## Given task
Render the listing from the line containing "[segment] porch roof" through the final line of the listing as a JSON list of strings, one string per line, leaving out blank lines.

>> START

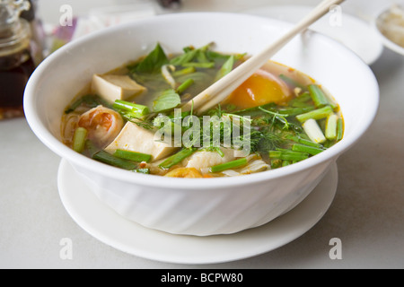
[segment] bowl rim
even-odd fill
[[[246,186],[251,184],[263,183],[273,178],[279,178],[292,174],[303,171],[304,170],[312,168],[316,165],[325,163],[329,161],[336,161],[338,157],[343,153],[345,151],[349,149],[359,138],[367,131],[368,127],[372,125],[379,108],[379,85],[377,80],[370,69],[370,67],[354,52],[350,51],[347,48],[338,43],[338,41],[332,39],[329,37],[321,35],[320,33],[311,31],[313,37],[320,37],[323,39],[325,39],[329,42],[332,42],[333,45],[339,47],[339,49],[345,50],[347,56],[349,56],[353,60],[356,60],[359,65],[363,65],[364,70],[367,70],[369,77],[373,77],[372,83],[369,84],[373,85],[374,93],[369,100],[372,103],[369,105],[371,109],[368,110],[369,117],[366,121],[364,121],[364,125],[360,128],[360,133],[356,136],[351,136],[349,138],[343,138],[339,143],[333,145],[331,148],[324,151],[323,152],[317,154],[316,156],[311,157],[305,161],[294,163],[293,165],[284,167],[282,169],[262,171],[259,173],[232,177],[232,178],[165,178],[156,175],[144,175],[138,173],[133,173],[127,170],[124,170],[119,168],[111,167],[107,164],[98,162],[94,160],[85,157],[84,155],[79,154],[74,152],[72,149],[68,148],[57,138],[56,138],[52,133],[46,127],[44,123],[41,121],[40,116],[38,115],[38,107],[36,103],[36,92],[35,89],[40,83],[41,77],[46,74],[47,67],[59,57],[65,54],[71,48],[80,47],[87,42],[92,41],[93,39],[101,37],[106,33],[113,33],[114,31],[119,31],[122,29],[127,27],[133,27],[137,25],[145,25],[149,22],[155,21],[170,21],[173,17],[197,17],[206,15],[216,16],[216,17],[238,17],[238,18],[250,18],[250,19],[259,19],[260,21],[265,21],[272,25],[280,25],[281,27],[290,28],[293,27],[291,23],[282,22],[279,20],[235,13],[223,13],[223,12],[198,12],[198,13],[181,13],[174,14],[162,14],[157,15],[152,18],[147,18],[144,20],[139,20],[137,22],[120,24],[113,27],[104,29],[100,31],[93,32],[90,35],[84,36],[75,41],[72,41],[66,46],[62,47],[53,54],[51,54],[48,58],[46,58],[34,71],[29,83],[26,86],[24,94],[24,110],[27,122],[31,126],[31,130],[37,135],[37,137],[52,152],[57,153],[62,158],[65,158],[72,163],[74,166],[80,167],[90,170],[92,173],[97,173],[101,176],[106,178],[113,178],[119,181],[124,181],[131,184],[138,184],[154,187],[162,188],[177,188],[177,189],[187,189],[187,190],[197,190],[201,189],[211,189],[211,188],[228,188],[232,187]],[[130,175],[130,176],[128,176]],[[153,178],[158,180],[151,180]]]

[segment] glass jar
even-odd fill
[[[0,119],[23,117],[25,85],[35,69],[26,0],[0,0]]]

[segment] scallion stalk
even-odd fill
[[[287,75],[285,74],[279,74],[279,78],[284,81],[289,87],[291,88],[300,88],[302,90],[306,91],[306,87],[304,87],[303,84],[301,84],[300,83],[294,81],[294,79],[288,77]]]
[[[326,95],[322,91],[321,88],[320,88],[317,84],[310,84],[307,86],[307,89],[310,91],[310,95],[312,96],[312,101],[314,102],[316,108],[322,108],[329,105]]]
[[[185,63],[181,65],[183,67],[194,67],[194,68],[201,68],[201,69],[211,69],[215,67],[215,62],[207,62],[207,63]]]
[[[334,110],[332,109],[332,108],[330,106],[325,106],[324,108],[317,109],[312,111],[309,111],[308,113],[298,115],[298,116],[296,116],[296,119],[299,122],[303,123],[303,122],[307,121],[308,119],[318,120],[318,119],[321,119],[321,118],[326,118],[333,113],[334,113]]]
[[[149,169],[139,169],[139,170],[133,170],[133,172],[135,172],[135,173],[143,173],[143,174],[150,174],[150,170]]]
[[[197,152],[197,149],[191,148],[191,149],[183,149],[180,152],[171,155],[167,160],[160,163],[159,167],[163,170],[168,170],[170,168],[172,168],[174,165],[181,162],[183,160],[188,158],[189,156],[191,156],[195,152]]]
[[[302,125],[304,132],[309,136],[309,138],[316,143],[316,144],[323,144],[327,141],[326,137],[324,136],[324,134],[322,133],[321,129],[319,126],[319,124],[312,119],[310,118],[306,120]]]
[[[75,152],[82,153],[84,151],[87,130],[84,127],[77,127],[73,135],[72,148]]]
[[[282,161],[282,167],[287,167],[288,165],[291,165],[292,162],[290,161]]]
[[[344,136],[344,122],[342,121],[342,118],[338,118],[337,121],[337,141],[342,140],[342,137]]]
[[[149,108],[133,102],[117,100],[113,104],[113,109],[124,112],[129,112],[134,117],[142,117],[149,114]]]
[[[281,115],[287,115],[288,117],[294,117],[305,114],[312,110],[314,110],[314,107],[301,107],[279,109],[277,110],[277,113]]]
[[[316,154],[322,152],[324,150],[319,149],[316,147],[312,147],[312,146],[303,145],[303,144],[294,144],[294,145],[292,145],[292,151],[307,152],[311,155],[316,155]]]
[[[248,163],[246,158],[242,158],[240,160],[229,161],[226,163],[219,164],[210,168],[211,173],[222,172],[228,170],[241,168]]]
[[[151,154],[124,150],[116,150],[114,152],[114,156],[119,159],[127,160],[135,162],[143,162],[143,161],[149,162],[152,160]]]

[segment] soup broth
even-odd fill
[[[225,100],[201,114],[181,106],[247,57],[187,47],[95,74],[62,120],[64,143],[95,161],[173,178],[247,175],[304,161],[343,137],[329,93],[295,69],[269,61]]]

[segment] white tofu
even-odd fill
[[[126,100],[140,95],[146,88],[141,86],[128,75],[94,74],[92,82],[92,91],[108,101]]]
[[[171,155],[178,148],[168,144],[154,142],[154,132],[127,122],[117,138],[105,149],[110,153],[114,153],[116,150],[151,154],[152,161],[154,161]]]
[[[223,147],[220,149],[224,154],[224,157],[221,157],[216,152],[197,152],[189,159],[184,160],[183,164],[187,168],[195,168],[201,170],[218,164],[229,162],[236,159],[235,154],[237,152],[234,152],[236,151]]]

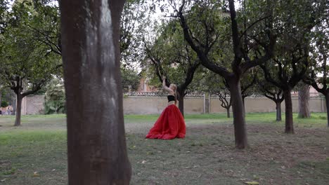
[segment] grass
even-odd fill
[[[146,139],[157,116],[124,116],[131,184],[329,184],[325,114],[294,115],[295,135],[283,133],[274,113],[247,114],[242,151],[224,114],[186,115],[183,139]],[[67,184],[65,116],[25,116],[18,128],[13,121],[0,116],[0,185]]]

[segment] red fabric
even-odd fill
[[[146,138],[172,139],[183,138],[185,121],[181,111],[174,104],[167,106],[150,130]]]

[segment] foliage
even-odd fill
[[[148,0],[127,0],[120,21],[120,51],[123,67],[136,67],[145,56],[142,38],[148,32],[151,14]]]
[[[1,107],[6,107],[8,106],[8,105],[9,105],[9,104],[8,103],[8,102],[4,101],[4,100],[1,101]]]
[[[44,97],[44,113],[65,113],[65,95],[63,81],[53,78],[46,85]]]
[[[137,90],[139,87],[141,76],[137,72],[129,68],[121,67],[122,85],[124,92]]]

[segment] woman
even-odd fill
[[[166,85],[165,78],[162,77],[162,88],[168,92],[168,106],[163,110],[146,138],[172,139],[185,137],[185,121],[181,111],[176,106],[177,103],[177,87],[175,84]]]

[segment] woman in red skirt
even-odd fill
[[[150,130],[146,138],[172,139],[185,137],[185,121],[181,111],[176,106],[177,103],[175,84],[166,85],[165,78],[162,78],[162,88],[168,92],[168,106],[163,110],[153,127]]]

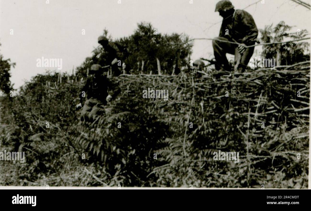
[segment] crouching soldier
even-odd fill
[[[231,71],[226,54],[234,55],[234,69],[243,72],[254,52],[258,30],[253,17],[247,12],[234,10],[229,0],[222,0],[216,5],[215,12],[223,18],[219,36],[212,41],[216,70]],[[219,41],[220,40],[220,41]],[[224,41],[222,41],[221,40]],[[240,45],[228,42],[237,42]]]
[[[120,92],[120,88],[103,74],[103,69],[99,64],[92,65],[89,75],[80,92],[80,103],[77,105],[77,108],[81,107],[83,97],[86,97],[81,113],[81,121],[91,121],[93,116],[102,113],[99,112],[102,111],[107,102]]]
[[[122,70],[121,64],[118,62],[120,59],[119,54],[121,53],[119,51],[117,51],[111,46],[112,44],[109,43],[108,39],[104,36],[99,37],[98,43],[101,45],[108,54],[107,61],[109,62],[109,65],[111,67],[112,75],[118,76],[121,74]]]

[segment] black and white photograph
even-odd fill
[[[0,189],[311,188],[310,4],[0,0]]]

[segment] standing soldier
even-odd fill
[[[258,35],[258,30],[254,19],[247,12],[235,10],[234,7],[229,0],[222,0],[217,3],[215,12],[219,12],[219,15],[224,19],[219,36],[215,39],[242,44],[239,45],[213,40],[216,69],[231,70],[231,67],[226,57],[226,54],[228,53],[234,55],[235,70],[243,72],[253,55],[254,48],[254,47],[245,47],[254,44]]]
[[[118,62],[120,59],[118,55],[120,52],[111,46],[108,39],[104,36],[100,36],[98,37],[98,43],[101,45],[108,54],[107,61],[109,63],[109,65],[111,66],[112,75],[115,76],[119,76],[121,74],[122,70],[121,64]]]
[[[103,108],[103,106],[120,92],[120,88],[103,74],[103,69],[99,64],[93,64],[89,71],[90,75],[80,93],[80,103],[77,106],[81,107],[83,97],[86,97],[81,113],[81,121],[91,121],[101,108]]]

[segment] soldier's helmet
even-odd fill
[[[100,44],[103,41],[108,41],[108,39],[105,36],[102,35],[98,37],[98,43]]]
[[[91,66],[90,73],[94,74],[101,69],[101,66],[99,64],[93,64]]]
[[[233,8],[234,8],[234,7],[232,5],[231,2],[229,0],[222,0],[216,4],[215,12],[225,11]]]
[[[202,60],[197,59],[193,62],[193,67],[197,70],[201,70],[204,68],[205,64]]]

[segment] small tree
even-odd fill
[[[1,46],[0,43],[0,46]],[[15,67],[16,63],[10,63],[11,59],[3,59],[3,55],[0,54],[0,91],[8,94],[13,90],[13,85],[11,84],[11,66]]]
[[[292,28],[281,21],[274,27],[272,25],[266,26],[260,30],[261,40],[264,43],[281,42],[286,38],[296,40],[305,37],[307,31],[298,30],[290,33]],[[290,42],[284,44],[264,46],[262,56],[264,58],[276,58],[277,65],[290,65],[309,59],[309,44],[306,42]]]

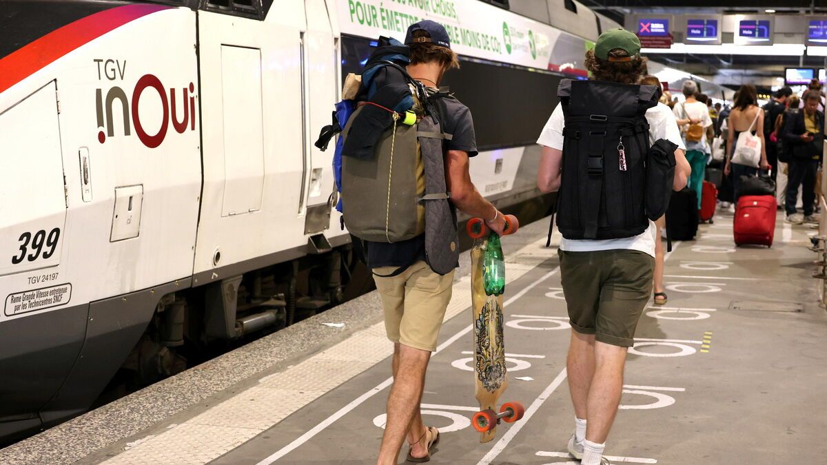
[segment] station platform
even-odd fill
[[[443,434],[434,463],[578,463],[565,452],[570,327],[547,226],[504,239],[500,400],[527,410],[484,444],[470,419],[478,405],[462,256],[423,397],[426,423]],[[824,463],[827,314],[811,276],[815,231],[780,214],[777,228],[772,248],[736,248],[732,216],[719,212],[696,241],[674,244],[669,301],[645,310],[629,356],[613,463]],[[7,448],[0,463],[375,463],[391,352],[370,293]]]

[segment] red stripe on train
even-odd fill
[[[55,29],[0,60],[0,92],[103,34],[173,7],[132,4],[104,10]]]

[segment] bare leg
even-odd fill
[[[431,357],[428,351],[399,344],[394,348],[394,386],[388,395],[388,419],[379,449],[379,465],[395,465],[405,436],[410,436],[414,416],[419,411],[419,401],[425,384],[425,371]],[[420,430],[422,419],[418,419]],[[415,426],[415,425],[414,425]],[[420,434],[421,436],[421,434]],[[419,439],[416,437],[413,441]]]
[[[569,393],[574,404],[577,418],[586,419],[586,402],[589,388],[595,376],[595,335],[581,334],[571,331],[568,358],[566,361],[568,372]]]
[[[666,256],[663,250],[663,240],[661,232],[666,228],[666,216],[662,216],[655,222],[655,292],[663,292],[663,260]]]
[[[614,422],[620,405],[627,351],[627,348],[595,343],[595,377],[586,402],[586,439],[593,443],[605,443]]]
[[[399,351],[402,344],[396,343],[394,344],[394,358],[391,367],[394,372],[394,379],[396,379],[396,373],[399,367]],[[422,402],[422,394],[419,395],[419,400],[417,405]],[[428,455],[428,438],[425,437],[425,425],[422,421],[422,412],[417,408],[414,412],[414,418],[411,419],[410,424],[408,425],[408,443],[411,444],[411,455],[416,458]],[[422,440],[420,440],[422,439]]]

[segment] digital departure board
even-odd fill
[[[638,20],[638,37],[667,37],[668,36],[668,18],[640,18]]]
[[[764,19],[743,19],[739,22],[738,36],[748,42],[770,42],[772,22]]]
[[[696,42],[718,41],[717,19],[687,19],[686,40]]]
[[[810,20],[810,26],[807,29],[807,41],[827,44],[827,20]]]

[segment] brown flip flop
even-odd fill
[[[423,434],[423,436],[424,437],[425,435],[427,435],[428,434],[428,432],[431,433],[432,436],[431,436],[430,440],[428,440],[428,455],[426,455],[425,457],[414,457],[414,456],[411,455],[410,449],[408,449],[408,457],[405,458],[406,462],[413,462],[414,463],[422,463],[423,462],[430,462],[430,460],[431,460],[431,448],[433,448],[433,447],[434,447],[434,446],[436,446],[437,444],[439,443],[439,429],[437,429],[433,426],[428,426],[428,429],[425,430],[425,434]],[[422,440],[422,439],[420,438],[419,441],[421,441],[421,440]],[[418,443],[419,441],[417,441],[417,443]],[[410,443],[409,443],[408,445],[410,445]]]
[[[659,299],[658,299],[659,298]],[[663,305],[667,302],[667,295],[665,292],[656,292],[655,293],[655,304]]]

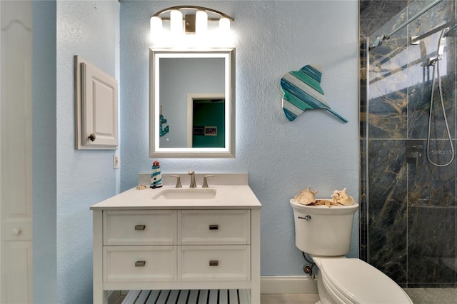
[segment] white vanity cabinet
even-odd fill
[[[91,207],[94,303],[107,303],[110,290],[249,289],[259,304],[256,198],[161,203],[150,201],[152,191],[131,189]]]

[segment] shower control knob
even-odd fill
[[[21,232],[22,232],[22,230],[21,230],[21,228],[13,228],[13,229],[11,229],[11,234],[13,235],[19,235]]]
[[[89,136],[89,139],[91,140],[91,141],[94,142],[95,141],[95,138],[96,138],[96,136],[95,135],[95,133],[91,133],[91,135]]]

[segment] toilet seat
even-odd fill
[[[348,303],[412,303],[384,273],[358,258],[316,258],[326,289]],[[318,260],[316,260],[318,259]]]

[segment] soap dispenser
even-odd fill
[[[153,189],[162,186],[162,175],[160,172],[159,161],[152,163],[152,173],[151,173],[151,188]]]

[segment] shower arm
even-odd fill
[[[428,32],[423,34],[421,36],[411,36],[411,44],[419,44],[421,40],[423,39],[426,37],[429,36],[430,35],[433,35],[435,33],[438,33],[441,31],[443,29],[446,29],[446,27],[451,28],[457,24],[457,19],[453,19],[451,21],[449,21],[446,24],[443,24],[442,26],[438,26]]]
[[[401,29],[403,29],[403,27],[406,26],[408,24],[409,24],[411,22],[413,22],[414,20],[416,20],[418,18],[419,18],[425,12],[426,12],[427,11],[431,9],[432,7],[435,6],[436,4],[438,4],[438,3],[441,2],[443,0],[436,0],[436,1],[431,3],[427,6],[424,7],[421,11],[417,13],[416,15],[413,16],[409,20],[403,22],[398,28],[396,28],[396,29],[394,29],[393,31],[392,31],[391,33],[388,34],[387,35],[381,35],[381,36],[376,36],[376,39],[375,39],[374,42],[373,43],[373,45],[371,46],[370,46],[369,49],[371,50],[371,49],[376,48],[376,46],[381,46],[383,44],[383,41],[384,40],[387,40],[387,39],[390,39],[391,36],[393,35],[395,33],[396,33],[397,31],[400,31]]]

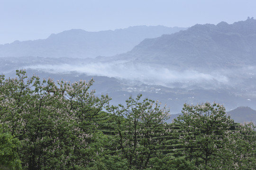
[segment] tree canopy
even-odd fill
[[[256,169],[255,124],[223,105],[185,104],[167,124],[165,105],[139,94],[110,106],[93,82],[0,76],[0,169]]]

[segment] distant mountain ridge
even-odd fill
[[[232,110],[228,111],[235,122],[253,121],[256,123],[256,110],[249,107],[240,106]]]
[[[197,24],[186,30],[146,39],[119,58],[176,68],[215,68],[256,64],[256,20],[233,24]]]
[[[0,57],[33,56],[86,58],[126,52],[146,38],[171,34],[186,28],[135,26],[97,32],[72,29],[46,39],[0,45]]]

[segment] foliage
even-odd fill
[[[233,123],[226,115],[225,108],[215,103],[184,105],[183,114],[174,119],[180,126],[179,141],[182,153],[200,169],[216,169],[218,153],[222,153],[225,133]]]
[[[94,161],[102,141],[93,120],[108,96],[89,91],[93,80],[56,85],[22,70],[17,75],[1,76],[0,123],[20,141],[24,169],[80,170]]]
[[[256,126],[234,124],[222,105],[185,104],[167,124],[166,106],[141,94],[110,106],[93,79],[17,75],[0,76],[0,169],[256,169]]]
[[[236,126],[227,132],[225,152],[218,160],[221,170],[256,169],[256,126],[251,122]]]
[[[146,169],[150,159],[160,154],[164,121],[169,115],[161,103],[148,99],[140,102],[141,97],[141,94],[135,99],[130,97],[126,106],[119,104],[109,108],[117,116],[117,149],[127,160],[129,169]]]
[[[18,139],[9,133],[3,132],[0,124],[0,169],[21,170],[20,161],[17,153],[19,146]]]

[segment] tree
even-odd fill
[[[135,99],[130,97],[126,106],[110,107],[115,116],[116,148],[127,160],[129,169],[148,167],[150,159],[160,154],[164,139],[164,121],[169,110],[157,102],[145,99],[142,95]]]
[[[227,132],[224,152],[216,162],[222,170],[256,170],[256,126],[249,122],[235,128]]]
[[[23,169],[84,169],[102,149],[93,119],[110,98],[89,91],[92,79],[56,84],[24,70],[17,75],[0,77],[0,124],[20,141]]]
[[[215,103],[184,104],[182,112],[174,122],[180,127],[183,156],[200,169],[216,169],[215,161],[218,153],[223,153],[226,132],[233,120],[227,116],[223,105]]]
[[[17,149],[19,146],[18,139],[9,133],[3,132],[0,124],[0,169],[21,170]]]

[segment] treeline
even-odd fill
[[[168,124],[158,102],[110,106],[93,82],[0,76],[0,169],[256,169],[255,125],[223,106],[185,104]]]

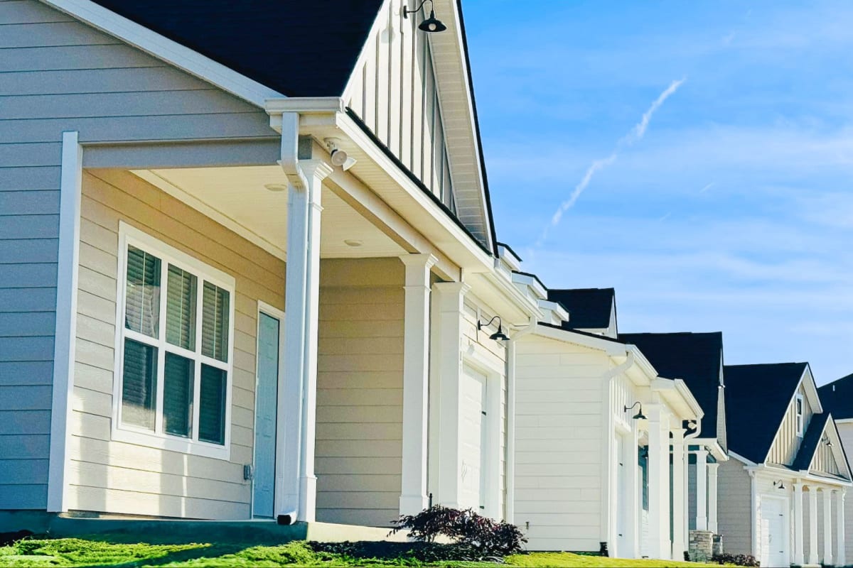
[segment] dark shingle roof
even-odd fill
[[[549,290],[548,299],[563,306],[569,313],[566,330],[603,330],[610,325],[616,290],[612,288]]]
[[[764,462],[808,366],[808,363],[726,365],[727,428],[732,451],[755,463]]]
[[[823,428],[827,426],[828,418],[828,412],[815,414],[812,417],[809,427],[803,436],[803,442],[797,452],[797,457],[794,458],[794,462],[791,466],[792,469],[794,471],[809,469],[809,466],[811,465],[811,458],[815,456],[815,450],[817,450],[817,445],[821,443]]]
[[[382,0],[95,0],[287,96],[340,96]]]
[[[637,346],[661,376],[682,379],[705,411],[702,438],[720,439],[717,431],[722,364],[722,334],[711,333],[620,333],[619,340]]]
[[[843,376],[817,389],[821,404],[836,420],[853,418],[853,375]]]

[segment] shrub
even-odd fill
[[[434,542],[446,536],[469,547],[476,558],[504,557],[519,552],[527,542],[514,525],[483,517],[473,509],[452,509],[436,505],[416,515],[402,515],[394,522],[391,534],[408,529],[417,541]]]
[[[734,564],[738,566],[760,566],[761,563],[751,554],[714,554],[711,562],[717,564]]]

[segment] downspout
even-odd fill
[[[515,524],[515,341],[536,330],[537,318],[513,334],[507,346],[507,522]]]
[[[305,179],[305,175],[299,167],[299,114],[298,112],[282,112],[281,113],[281,159],[279,162],[281,166],[281,169],[284,171],[285,175],[287,177],[287,181],[299,190],[304,191],[308,186],[308,181]],[[288,200],[289,200],[288,197]],[[289,209],[289,207],[288,207]],[[292,225],[288,223],[288,225]],[[291,238],[288,231],[288,238]],[[289,260],[289,259],[288,259]],[[297,305],[305,305],[307,301],[307,292],[308,290],[305,286],[293,286],[294,290],[292,290],[291,286],[287,286],[286,290],[290,293],[290,299],[299,301]],[[294,295],[296,297],[294,297]],[[287,307],[287,301],[286,307]],[[305,326],[305,322],[302,322],[302,325]],[[296,356],[299,359],[300,372],[299,376],[305,376],[304,370],[305,366],[305,353],[289,353],[285,349],[286,356]],[[279,402],[281,400],[281,394],[286,389],[279,389]],[[286,433],[285,438],[290,438],[291,439],[295,439],[298,440],[299,449],[299,457],[296,463],[295,469],[292,468],[292,464],[287,468],[292,471],[284,471],[285,465],[287,464],[287,457],[283,455],[281,456],[281,471],[282,471],[282,485],[287,486],[287,485],[293,484],[287,489],[282,487],[282,495],[297,496],[293,502],[285,502],[281,503],[281,507],[283,510],[277,513],[277,518],[280,524],[293,524],[299,518],[299,472],[302,471],[302,462],[305,460],[302,455],[302,422],[303,417],[305,416],[305,385],[303,384],[302,379],[300,378],[299,383],[299,417],[296,421],[296,432],[295,433]],[[279,408],[281,405],[279,404]],[[289,436],[287,434],[290,434]],[[290,449],[285,448],[284,451],[291,451],[293,447]]]

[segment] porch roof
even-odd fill
[[[725,366],[727,427],[732,451],[755,463],[764,462],[808,364]]]
[[[94,0],[287,96],[339,96],[383,0]]]
[[[705,411],[702,438],[725,438],[717,432],[722,334],[620,333],[619,341],[635,345],[661,376],[682,379]],[[726,447],[726,440],[720,440]]]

>> END

## The output
[
  "[segment] porch roof",
  "even-odd fill",
  "[[[725,366],[727,427],[732,451],[755,463],[764,462],[808,364]]]",
  "[[[94,0],[287,96],[339,96],[383,0]]]",
  "[[[705,411],[702,438],[725,438],[717,432],[722,334],[620,333],[619,341],[635,345],[661,376],[682,379]],[[726,447],[726,440],[720,440]]]"
]